PROBLEM REQUIREMENTS: Rewrite the material below from its beginning up to and including the line with "(36, 54), (160, 163)", leaving out the pictures. Shift every bounding-box coordinate in the answers up by 12.
(begin)
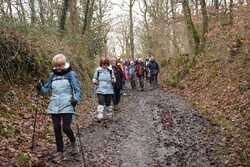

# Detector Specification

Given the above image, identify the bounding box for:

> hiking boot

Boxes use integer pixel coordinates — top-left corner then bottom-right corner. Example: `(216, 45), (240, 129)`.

(106, 112), (112, 120)
(106, 106), (112, 120)
(97, 113), (103, 121)
(71, 142), (79, 154)
(97, 105), (104, 121)
(52, 152), (64, 163)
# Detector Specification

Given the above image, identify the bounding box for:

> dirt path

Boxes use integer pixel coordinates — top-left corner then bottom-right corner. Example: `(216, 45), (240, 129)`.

(42, 83), (220, 167)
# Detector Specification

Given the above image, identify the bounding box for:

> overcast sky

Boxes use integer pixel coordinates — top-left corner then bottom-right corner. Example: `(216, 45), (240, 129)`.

(109, 0), (142, 56)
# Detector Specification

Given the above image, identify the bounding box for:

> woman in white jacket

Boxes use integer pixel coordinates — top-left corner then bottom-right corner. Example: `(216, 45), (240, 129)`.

(93, 58), (116, 121)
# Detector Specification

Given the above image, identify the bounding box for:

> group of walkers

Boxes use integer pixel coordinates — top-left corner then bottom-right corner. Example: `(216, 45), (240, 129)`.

(36, 54), (160, 163)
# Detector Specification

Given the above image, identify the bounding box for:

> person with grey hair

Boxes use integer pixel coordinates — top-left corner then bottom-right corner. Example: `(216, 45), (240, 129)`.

(135, 58), (148, 91)
(93, 58), (116, 122)
(128, 61), (136, 90)
(109, 58), (124, 111)
(36, 54), (81, 163)
(147, 56), (160, 89)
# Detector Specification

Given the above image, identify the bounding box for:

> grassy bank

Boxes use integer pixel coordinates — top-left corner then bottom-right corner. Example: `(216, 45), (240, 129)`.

(160, 53), (250, 166)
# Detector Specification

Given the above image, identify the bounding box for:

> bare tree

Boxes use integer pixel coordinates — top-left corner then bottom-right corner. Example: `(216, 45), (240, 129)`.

(129, 0), (135, 59)
(38, 0), (45, 25)
(29, 0), (36, 25)
(59, 0), (69, 32)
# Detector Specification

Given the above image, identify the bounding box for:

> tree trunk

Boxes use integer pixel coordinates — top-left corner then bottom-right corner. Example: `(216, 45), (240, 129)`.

(19, 0), (26, 23)
(69, 0), (77, 34)
(0, 1), (5, 15)
(59, 0), (69, 33)
(82, 0), (90, 35)
(129, 0), (135, 60)
(38, 0), (45, 25)
(29, 0), (36, 25)
(171, 0), (180, 54)
(229, 0), (234, 25)
(143, 0), (153, 56)
(182, 0), (200, 55)
(7, 0), (12, 19)
(49, 0), (54, 25)
(200, 0), (208, 52)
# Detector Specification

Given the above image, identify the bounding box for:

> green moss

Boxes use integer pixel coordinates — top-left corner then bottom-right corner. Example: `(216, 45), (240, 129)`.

(210, 71), (218, 78)
(164, 79), (177, 88)
(18, 155), (30, 163)
(178, 84), (185, 90)
(0, 125), (16, 138)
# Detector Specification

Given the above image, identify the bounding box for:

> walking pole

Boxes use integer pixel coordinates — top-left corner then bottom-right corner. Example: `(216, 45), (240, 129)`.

(91, 84), (97, 123)
(112, 84), (117, 120)
(31, 80), (41, 150)
(76, 121), (86, 166)
(72, 102), (86, 167)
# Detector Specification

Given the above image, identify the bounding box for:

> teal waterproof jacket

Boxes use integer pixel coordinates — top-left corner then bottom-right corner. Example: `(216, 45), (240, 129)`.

(93, 66), (114, 94)
(40, 63), (81, 114)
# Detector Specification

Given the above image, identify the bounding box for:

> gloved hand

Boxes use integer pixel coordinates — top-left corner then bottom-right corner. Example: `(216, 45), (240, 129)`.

(71, 99), (77, 108)
(36, 82), (43, 92)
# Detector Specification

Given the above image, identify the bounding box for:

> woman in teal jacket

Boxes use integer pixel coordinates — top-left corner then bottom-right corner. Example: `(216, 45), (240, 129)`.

(36, 54), (81, 162)
(93, 58), (116, 121)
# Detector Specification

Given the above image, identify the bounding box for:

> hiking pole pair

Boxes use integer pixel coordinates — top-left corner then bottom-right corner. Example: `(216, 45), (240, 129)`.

(31, 79), (41, 150)
(91, 84), (97, 123)
(72, 103), (86, 166)
(76, 117), (86, 166)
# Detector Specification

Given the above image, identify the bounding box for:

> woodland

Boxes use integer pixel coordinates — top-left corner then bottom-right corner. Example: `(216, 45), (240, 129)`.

(0, 0), (250, 167)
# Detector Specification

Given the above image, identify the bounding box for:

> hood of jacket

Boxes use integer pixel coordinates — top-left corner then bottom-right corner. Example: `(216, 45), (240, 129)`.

(52, 63), (72, 76)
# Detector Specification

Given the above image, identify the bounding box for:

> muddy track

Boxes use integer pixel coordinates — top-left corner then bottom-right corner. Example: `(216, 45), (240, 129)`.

(42, 84), (220, 167)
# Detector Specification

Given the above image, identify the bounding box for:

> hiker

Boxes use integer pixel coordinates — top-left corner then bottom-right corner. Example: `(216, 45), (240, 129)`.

(145, 58), (150, 81)
(109, 58), (124, 111)
(135, 58), (148, 91)
(93, 58), (116, 121)
(36, 54), (81, 163)
(123, 63), (129, 80)
(148, 56), (160, 88)
(128, 61), (136, 90)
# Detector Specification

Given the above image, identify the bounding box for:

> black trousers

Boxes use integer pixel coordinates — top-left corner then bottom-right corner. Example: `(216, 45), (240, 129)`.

(98, 94), (113, 106)
(138, 75), (144, 89)
(51, 113), (76, 152)
(130, 76), (136, 89)
(150, 74), (158, 87)
(113, 88), (121, 105)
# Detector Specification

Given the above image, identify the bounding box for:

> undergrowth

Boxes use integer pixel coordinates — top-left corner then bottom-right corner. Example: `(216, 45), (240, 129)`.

(160, 50), (250, 167)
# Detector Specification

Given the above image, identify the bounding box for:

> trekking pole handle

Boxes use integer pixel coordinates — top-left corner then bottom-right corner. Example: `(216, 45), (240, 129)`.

(37, 79), (42, 97)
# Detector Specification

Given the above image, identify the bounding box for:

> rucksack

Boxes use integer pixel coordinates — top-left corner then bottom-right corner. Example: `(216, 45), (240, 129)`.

(97, 68), (112, 82)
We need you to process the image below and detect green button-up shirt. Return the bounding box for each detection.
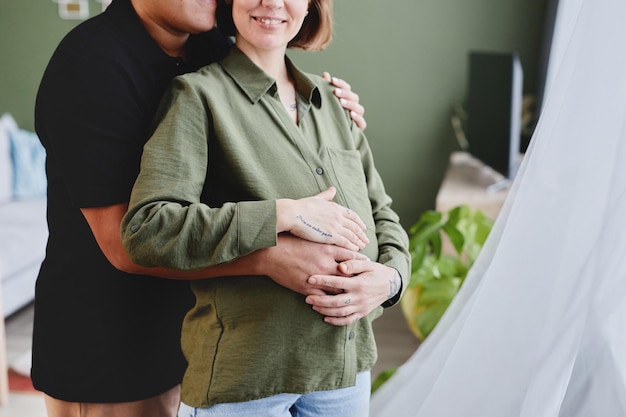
[122,47,410,407]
(end)
ANSWER FOR THE TASK:
# Detector Specification

Given the above image, identify the bounding box for:

> hiking boot

Boxes use integer pixel coordinates — top-left corner then bottom-right corner. Example: `(216, 45), (240, 129)`.

(118, 124), (124, 132)
(118, 118), (124, 132)
(109, 125), (115, 133)
(83, 154), (91, 166)
(109, 117), (116, 133)
(64, 164), (76, 175)
# Detector Specification

Given the above image, identify the bounding box for:

> dirt path

Boxes use integer pixel coordinates — top-left corner then bottom-right corner. Example: `(216, 45), (240, 129)`.

(54, 95), (232, 179)
# Detector Specification

Given the above image, identify the bounding box for:

> overcast sky

Boxes use integer pixel coordinates — top-left corner then bottom-right corner. Example: `(216, 45), (240, 129)`.

(121, 12), (154, 68)
# Detector Specification

Given the above image, identify the bounding box for:

> woman in white jacket

Boxes use integer pixel coordinates — top-left corner then bottom-right corner. Example: `(216, 45), (240, 129)`.

(105, 70), (128, 133)
# Detector Specification

Given the above image, identify the bounding box for:

> group of walkers

Boxes use integer pixel coordinates — top-left corner then bottom-right corner. Example: `(216, 45), (240, 129)`.

(48, 66), (172, 175)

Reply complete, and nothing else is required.